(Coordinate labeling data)
-- START --
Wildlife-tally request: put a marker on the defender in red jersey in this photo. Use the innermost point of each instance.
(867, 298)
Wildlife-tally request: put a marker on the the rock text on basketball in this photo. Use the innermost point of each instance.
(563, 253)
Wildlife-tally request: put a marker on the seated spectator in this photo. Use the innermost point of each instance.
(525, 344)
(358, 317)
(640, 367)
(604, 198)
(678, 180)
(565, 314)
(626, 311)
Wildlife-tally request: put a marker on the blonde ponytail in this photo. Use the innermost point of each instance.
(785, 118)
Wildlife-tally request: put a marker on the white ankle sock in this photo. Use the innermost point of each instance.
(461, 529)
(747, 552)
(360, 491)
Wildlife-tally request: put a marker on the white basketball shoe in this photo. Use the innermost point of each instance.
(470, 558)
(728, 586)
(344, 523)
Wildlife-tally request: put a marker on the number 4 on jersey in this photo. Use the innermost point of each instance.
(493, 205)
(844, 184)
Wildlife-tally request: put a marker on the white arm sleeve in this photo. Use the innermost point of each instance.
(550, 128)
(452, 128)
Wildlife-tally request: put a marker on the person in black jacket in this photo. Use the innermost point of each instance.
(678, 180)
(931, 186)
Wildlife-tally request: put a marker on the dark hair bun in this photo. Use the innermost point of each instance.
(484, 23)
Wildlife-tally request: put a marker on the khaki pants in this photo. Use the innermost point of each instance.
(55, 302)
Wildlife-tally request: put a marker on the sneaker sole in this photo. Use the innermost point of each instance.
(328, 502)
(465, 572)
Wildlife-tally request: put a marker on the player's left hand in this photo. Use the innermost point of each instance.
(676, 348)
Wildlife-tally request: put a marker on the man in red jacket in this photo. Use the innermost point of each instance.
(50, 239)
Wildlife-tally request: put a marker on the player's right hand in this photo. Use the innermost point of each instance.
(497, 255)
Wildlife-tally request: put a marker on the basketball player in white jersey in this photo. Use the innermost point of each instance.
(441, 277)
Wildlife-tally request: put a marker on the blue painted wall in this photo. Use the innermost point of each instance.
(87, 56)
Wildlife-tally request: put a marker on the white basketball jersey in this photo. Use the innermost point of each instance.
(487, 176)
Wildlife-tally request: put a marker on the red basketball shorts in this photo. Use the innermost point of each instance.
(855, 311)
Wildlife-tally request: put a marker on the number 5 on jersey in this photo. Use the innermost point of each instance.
-- END --
DO THIS
Write each line above out exactly.

WRITTEN ANSWER
Wildlife-tally request: put a marker on the defender in red jersey in this photo. Use the innermost point of each instance.
(867, 298)
Wildlife-tally request: put a marker on the the rock text on basketball in this photo. Use the innermost point of each instance.
(563, 253)
Wildlife-tally request: put a marker on the seated spectator in this photo. Use the innermost point of each instance.
(525, 344)
(358, 317)
(640, 367)
(604, 198)
(678, 180)
(565, 314)
(626, 311)
Wildlife-tally request: put a marker on the blonde ponytail in this photo. Use the innermost point of each instance.
(785, 118)
Wildlife-tally request: put a marker on the white ankle sock in this photo. Use the innermost point of each instance.
(461, 529)
(747, 552)
(360, 491)
Wildlife-tally request: put a marker on the white basketball shoe in this photo. Use the innermost point of each instance.
(470, 558)
(728, 586)
(344, 523)
Wildlife-tally request: put a marker on the number 4 on jersey in this photo. Use the innermost point of each instance.
(493, 205)
(844, 184)
Wildlife-tally request: put a marker on the white arm sleeve in this photo. Use the innermost point of each instance.
(550, 128)
(452, 128)
Wildlife-tally request: put a marker on the person in black jacket in this photo. Use the innermost point of each instance.
(678, 180)
(931, 186)
Wildlife-tally request: put a marker on the dark hair bun in this photo. Use the innermost point of each instance.
(484, 23)
Wildlife-tally request: put a marker on the khaki pants in this photo. Use the innermost point of each instance.
(55, 302)
Wildlife-tally request: put a marker on the sneaker sole in this photo. Use the innermost point of each instance.
(328, 502)
(465, 572)
Wildlife-tally request: put a marker on the player's left hand in this photo. Use the innermost point of each instance.
(676, 348)
Wildlife-tally request: put a marker on the man in red jacket in this photo. Use the innermost point of each instance.
(50, 239)
Wildlife-tally request: put a marker on the player's right hand in this photo. Use the innermost point of each instance.
(497, 255)
Wildlife-tally request: put a marker on the basketball player in white jersey in this photo. Use the innermost point of each instance.
(441, 277)
Wildlife-tally request: put a marker on the blue painted wall in this photo. Use the innermost point of each instance.
(87, 56)
Wildlife-tally request: put a marker on the white basketball jersey in this photo. Use the innermost point of each instance.
(487, 176)
Wildlife-tally request: put a marker on the red basketball shorts in this photo. Use the innermost point of each instance.
(855, 311)
Wildlife-tally request: put a marker on the number 5 on jersey in this photo. Use the innermost point of each instance.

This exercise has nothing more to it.